* [EXERCISE PASSAGE]

--- START ---

It should come as no surprise that global agriculture consumes the vast majority of freshwater in society at roughly 70%. This is a truly staggering percentage, but it should be remembered that a significant proportion of agricultural consumption results in waste water that can be treated and recycled with a minimum of cost. For all intents and purposes, it remains a viable part of the hydrological cycle.

Factory farming of pigs

The real concern within the realm of agriculture is the use of our precious reserves of freshwater to produce large monocultures or in factory farms. These are by far the worst offenders, as they poison our freshwater with antibiotics, hormones, pesticides, insecticides, and destructive chemicals of every stripe. The waste water that results from these sites is a danger to the surrounding communities and should be considered a form of toxic waste.


About 10% of freshwater in society goes to municipalities, who deliver the water to consumers for bathing, washing, drinking, and cleaning. These uses are fairly benign for the most part, especially in comparison to the uses of fracking and factory farming.

However there is cause for concern when you consider that human overpopulation is still skyrocketing and has now reached an unprecedented 7.7 billion people: 100% more than the number in 1976, 300% more than the number in 1927, and 700% more than the number in 1804. This rate of growth can no longer be characterized as linear or even cubic but exponential.

Illustration of human overpopulation

As a result, we are now facing the very real threat of a global collapse in the supply of food and freshwater in the immediate future. Of course drought and famine have been persistent threats to human survival since the dawn of civilization, but they are now a greater threat than ever because of dwindling supplies of freshwater and skyrocketing human overpopulation.

Sadly there is no quick fix to the crisis we face. Nor is there a silver bullet that we can apply blindly to all situations irrespective of their specific challenges. Rather, if there is to be anything remotely resembling a solution to this crisis, it will have to be a myriad of responses that we employ as communities based on local challenges and opportunities.

Nonetheless I would like to highlight a few possibilities:

Abolish Fracking

Starting or joining a movement that is intent on the wholesale abolition of fracking (and all forms of fossil fuel extraction for that matter) is one of the best ways to ensure that our precious reserves of freshwater are not being poisoned with heavy metals and carcinogens or being injected deep in the Earth’s crust where it will be, quite literally, lost for all time.

--- END ---

* [DATA EXCERPTS]
--- START ---

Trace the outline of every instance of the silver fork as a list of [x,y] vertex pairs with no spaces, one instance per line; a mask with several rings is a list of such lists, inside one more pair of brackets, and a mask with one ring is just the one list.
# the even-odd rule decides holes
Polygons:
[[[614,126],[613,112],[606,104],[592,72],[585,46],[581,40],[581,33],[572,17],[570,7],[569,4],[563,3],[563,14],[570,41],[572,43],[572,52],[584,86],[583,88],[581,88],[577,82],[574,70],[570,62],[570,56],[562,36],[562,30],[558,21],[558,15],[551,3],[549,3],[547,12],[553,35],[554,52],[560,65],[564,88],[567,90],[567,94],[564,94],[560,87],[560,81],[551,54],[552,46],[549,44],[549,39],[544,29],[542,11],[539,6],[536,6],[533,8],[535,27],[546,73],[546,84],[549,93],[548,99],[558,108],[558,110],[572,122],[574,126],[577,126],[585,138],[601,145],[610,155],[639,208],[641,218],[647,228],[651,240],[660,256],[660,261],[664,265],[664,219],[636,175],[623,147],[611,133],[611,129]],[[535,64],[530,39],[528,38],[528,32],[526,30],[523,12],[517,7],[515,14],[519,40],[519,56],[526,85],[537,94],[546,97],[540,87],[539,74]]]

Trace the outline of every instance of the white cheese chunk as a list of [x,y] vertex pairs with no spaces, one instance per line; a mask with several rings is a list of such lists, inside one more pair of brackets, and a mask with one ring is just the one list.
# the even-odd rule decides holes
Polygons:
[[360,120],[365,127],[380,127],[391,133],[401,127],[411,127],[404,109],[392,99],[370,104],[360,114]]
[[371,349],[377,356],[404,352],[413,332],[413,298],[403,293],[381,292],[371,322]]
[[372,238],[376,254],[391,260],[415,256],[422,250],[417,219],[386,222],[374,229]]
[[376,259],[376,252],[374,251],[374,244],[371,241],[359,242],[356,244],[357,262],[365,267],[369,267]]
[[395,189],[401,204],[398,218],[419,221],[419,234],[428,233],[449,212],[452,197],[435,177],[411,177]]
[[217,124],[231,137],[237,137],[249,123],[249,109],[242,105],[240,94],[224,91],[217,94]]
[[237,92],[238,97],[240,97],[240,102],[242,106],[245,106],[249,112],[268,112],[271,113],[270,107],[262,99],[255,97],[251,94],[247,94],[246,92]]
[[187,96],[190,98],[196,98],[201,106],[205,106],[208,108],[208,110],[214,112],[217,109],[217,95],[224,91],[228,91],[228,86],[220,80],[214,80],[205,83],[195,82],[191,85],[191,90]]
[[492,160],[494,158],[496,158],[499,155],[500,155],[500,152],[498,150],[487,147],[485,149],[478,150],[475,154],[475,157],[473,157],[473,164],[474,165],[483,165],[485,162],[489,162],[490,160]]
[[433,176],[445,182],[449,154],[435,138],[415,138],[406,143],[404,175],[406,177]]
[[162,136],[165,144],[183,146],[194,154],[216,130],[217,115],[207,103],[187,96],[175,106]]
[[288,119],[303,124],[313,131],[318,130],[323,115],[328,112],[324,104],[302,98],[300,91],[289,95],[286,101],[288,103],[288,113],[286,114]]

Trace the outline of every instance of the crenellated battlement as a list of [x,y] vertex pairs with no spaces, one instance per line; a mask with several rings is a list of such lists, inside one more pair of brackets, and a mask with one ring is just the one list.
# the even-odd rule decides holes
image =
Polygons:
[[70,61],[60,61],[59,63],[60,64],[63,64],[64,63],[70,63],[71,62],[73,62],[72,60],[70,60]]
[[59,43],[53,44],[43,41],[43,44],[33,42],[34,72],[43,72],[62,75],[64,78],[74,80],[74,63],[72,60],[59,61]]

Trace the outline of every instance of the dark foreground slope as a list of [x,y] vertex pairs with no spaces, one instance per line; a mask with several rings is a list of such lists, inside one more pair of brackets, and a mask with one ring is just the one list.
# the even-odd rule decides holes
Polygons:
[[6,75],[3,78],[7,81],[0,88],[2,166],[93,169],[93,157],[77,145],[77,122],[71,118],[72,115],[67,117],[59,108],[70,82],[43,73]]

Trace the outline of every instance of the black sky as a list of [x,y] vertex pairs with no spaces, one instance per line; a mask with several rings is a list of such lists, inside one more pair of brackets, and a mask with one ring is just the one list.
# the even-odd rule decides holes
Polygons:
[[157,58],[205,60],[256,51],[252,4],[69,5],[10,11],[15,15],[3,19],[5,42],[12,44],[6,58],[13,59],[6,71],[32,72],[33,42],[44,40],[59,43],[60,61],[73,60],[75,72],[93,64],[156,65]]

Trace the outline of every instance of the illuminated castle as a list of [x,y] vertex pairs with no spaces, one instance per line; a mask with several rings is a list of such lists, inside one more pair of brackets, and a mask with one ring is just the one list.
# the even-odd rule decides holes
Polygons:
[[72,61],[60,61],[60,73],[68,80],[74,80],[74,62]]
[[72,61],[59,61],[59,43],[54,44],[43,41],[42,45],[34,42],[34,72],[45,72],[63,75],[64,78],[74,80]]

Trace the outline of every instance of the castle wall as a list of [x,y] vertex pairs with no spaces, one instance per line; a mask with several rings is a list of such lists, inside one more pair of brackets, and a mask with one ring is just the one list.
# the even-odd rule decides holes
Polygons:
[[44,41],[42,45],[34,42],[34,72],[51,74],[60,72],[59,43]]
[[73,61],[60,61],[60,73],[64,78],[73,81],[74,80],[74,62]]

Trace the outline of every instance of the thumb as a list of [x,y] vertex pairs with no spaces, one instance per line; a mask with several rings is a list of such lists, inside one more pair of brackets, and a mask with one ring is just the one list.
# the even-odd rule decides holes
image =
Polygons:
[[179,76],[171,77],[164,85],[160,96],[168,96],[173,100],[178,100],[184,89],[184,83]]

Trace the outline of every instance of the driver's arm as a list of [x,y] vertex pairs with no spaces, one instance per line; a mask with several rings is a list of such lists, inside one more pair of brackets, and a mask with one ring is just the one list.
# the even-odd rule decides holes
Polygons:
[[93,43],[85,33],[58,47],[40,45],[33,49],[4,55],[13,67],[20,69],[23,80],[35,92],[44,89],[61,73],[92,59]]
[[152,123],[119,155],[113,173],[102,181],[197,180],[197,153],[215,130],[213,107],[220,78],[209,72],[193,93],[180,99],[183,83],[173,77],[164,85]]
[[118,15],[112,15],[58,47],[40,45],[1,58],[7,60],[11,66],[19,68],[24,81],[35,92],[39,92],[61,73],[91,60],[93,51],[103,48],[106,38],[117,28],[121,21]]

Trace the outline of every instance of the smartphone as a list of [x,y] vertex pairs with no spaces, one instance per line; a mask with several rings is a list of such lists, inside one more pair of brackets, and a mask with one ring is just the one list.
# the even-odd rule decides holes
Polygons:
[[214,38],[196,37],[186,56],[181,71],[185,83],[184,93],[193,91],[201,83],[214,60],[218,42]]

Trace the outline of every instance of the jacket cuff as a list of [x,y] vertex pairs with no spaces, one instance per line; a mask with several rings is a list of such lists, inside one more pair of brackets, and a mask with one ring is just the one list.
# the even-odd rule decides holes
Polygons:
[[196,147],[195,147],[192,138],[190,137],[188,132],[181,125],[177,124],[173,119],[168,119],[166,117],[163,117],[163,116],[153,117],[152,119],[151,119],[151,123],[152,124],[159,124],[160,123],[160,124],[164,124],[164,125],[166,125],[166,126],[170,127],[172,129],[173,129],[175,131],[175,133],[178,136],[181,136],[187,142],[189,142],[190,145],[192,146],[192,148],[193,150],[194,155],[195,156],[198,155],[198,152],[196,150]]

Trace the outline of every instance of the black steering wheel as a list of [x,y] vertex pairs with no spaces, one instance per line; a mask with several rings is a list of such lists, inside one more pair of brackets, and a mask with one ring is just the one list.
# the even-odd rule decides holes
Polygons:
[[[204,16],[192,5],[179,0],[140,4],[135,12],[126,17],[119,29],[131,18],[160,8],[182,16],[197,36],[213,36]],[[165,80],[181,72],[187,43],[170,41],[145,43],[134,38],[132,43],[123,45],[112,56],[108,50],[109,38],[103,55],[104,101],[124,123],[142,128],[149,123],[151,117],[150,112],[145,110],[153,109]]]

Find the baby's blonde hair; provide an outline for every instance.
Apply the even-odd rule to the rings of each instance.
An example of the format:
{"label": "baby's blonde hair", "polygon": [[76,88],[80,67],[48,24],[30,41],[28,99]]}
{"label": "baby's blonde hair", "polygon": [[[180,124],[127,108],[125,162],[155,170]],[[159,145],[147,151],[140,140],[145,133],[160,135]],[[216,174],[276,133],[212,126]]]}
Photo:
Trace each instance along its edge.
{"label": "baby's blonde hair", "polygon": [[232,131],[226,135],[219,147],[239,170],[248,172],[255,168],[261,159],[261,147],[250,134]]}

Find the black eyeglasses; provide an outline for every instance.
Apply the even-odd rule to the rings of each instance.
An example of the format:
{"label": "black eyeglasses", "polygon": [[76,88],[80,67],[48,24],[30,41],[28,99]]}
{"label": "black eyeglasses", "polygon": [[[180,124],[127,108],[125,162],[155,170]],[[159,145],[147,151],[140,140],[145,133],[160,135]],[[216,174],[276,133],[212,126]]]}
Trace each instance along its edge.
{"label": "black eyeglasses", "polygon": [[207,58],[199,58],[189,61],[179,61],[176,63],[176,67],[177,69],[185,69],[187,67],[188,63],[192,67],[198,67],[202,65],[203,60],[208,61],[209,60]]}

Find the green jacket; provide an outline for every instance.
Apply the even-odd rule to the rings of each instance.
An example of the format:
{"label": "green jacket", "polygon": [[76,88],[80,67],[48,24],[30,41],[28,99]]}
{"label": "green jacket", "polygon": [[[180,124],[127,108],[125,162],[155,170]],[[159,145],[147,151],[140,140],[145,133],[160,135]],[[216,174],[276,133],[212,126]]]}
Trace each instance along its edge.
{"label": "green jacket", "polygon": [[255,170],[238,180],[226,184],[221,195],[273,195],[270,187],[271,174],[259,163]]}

--- END ---

* [WORK TASK 1] According to the freshwater passage, what share of freshwater does global agriculture consume?
* [WORK TASK 2] Please print the freshwater passage word for word, starting with "The real concern" and going on through "and factory farming.".
* [WORK TASK 3] Proceed with the freshwater passage from the point where it stops.
The entries have no connection to the freshwater passage.

* [TASK RESPONSE 1] Roughly 70%.

* [TASK RESPONSE 2]
The real concern within the realm of agriculture is the use of our precious reserves of freshwater to produce large monocultures or in factory farms. These are by far the worst offenders, as they poison our freshwater with antibiotics, hormones, pesticides, insecticides, and destructive chemicals of every stripe. The waste water that results from these sites is a danger to the surrounding communities and should be considered a form of toxic waste.


About 10% of freshwater in society goes to municipalities, who deliver the water to consumers for bathing, washing, drinking, and cleaning. These uses are fairly benign for the most part, especially in comparison to the uses of fracking and factory farming.

* [TASK RESPONSE 3]
Abolish Factory Farming

Another action that should be pursued and implemented is one targeting monocultures/factory farms. These industrial operations — which have almost nothing in common with the kind of farming done by small local producers — are exploitative of workers, destructive to the environment, and wasteful of our precious reserves of freshwater.

If you really want to find a good way to contribute to the cause, start or join a movement seeking to abolish factory farming.

Support Contraceptive Freedom

While I’m not interested in turning this blog post into a flame war on the issue of abortion, there is absolutely no doubt in the mind of anyone with a reasonably functional brain that all of us should be using contraceptives and encouraging others to do the same.

There is absolutely no excuse in a society where condoms can be purchased on nearly every street corner for men — and, yes, let’s face it, men are the ones primarily responsible here — not to be taking the most basic steps to put an end to human overpopulation and its devastating effect on our precious reserves of freshwater.

Support Community Involvement

We can’t even begin to grapple with this crisis unless we first and foremost organize and mobilize our communities.

If the only concern that crosses most people’s minds on a daily basis is the next paycheck, the next vacation, or the next snap from a potential love interest, then of course this is never going to happen. So in order for us to begin to work together as communities, we first have to put down our phones, get outside, and meet people in the real world to create community and protect our planet.

And that’s good not only for our water but for each and every one of us.